▶ **Tarefa**:
Com base no texto sobre o Acordo UE–Mercosul, responda:
(a) Qual é o prazo para enquadrar as exportações do País nos critérios de rastreamento?
(b) O que prejudicou o cultivo da soja dos fazendeiros gaúchos?
(c) Onde esses fazendeiros fazem o plantio agora?

▶ **Texto**:
As tensões aumentaram a partir da assinatura do Acordo UE–Mercosul, que tende a elevar a pressão europeia sobre produtores brasileiros, após o prazo de um ano para enquadramento das exportações do País nos critérios de rastreamento necessários à identificação da origem da soja, se cultivada ou não em territórios desmatados da Floresta Amazônica. O conflito acirrou-se também com a notícia do deslocamento de fazendeiros gaúchos que tiveram o cultivo da soja prejudicado pelas enchentes e, agora, fazem o plantio em áreas obtidas na Amazônia.

▶ **Dados exibidos**:
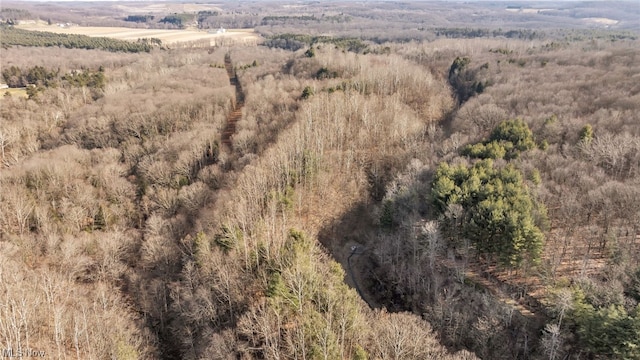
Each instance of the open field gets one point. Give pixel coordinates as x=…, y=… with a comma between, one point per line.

▶ **Resposta**:
(a) Um ano.
(b) As enchentes.
(c) Em áreas obtidas na Amazônia.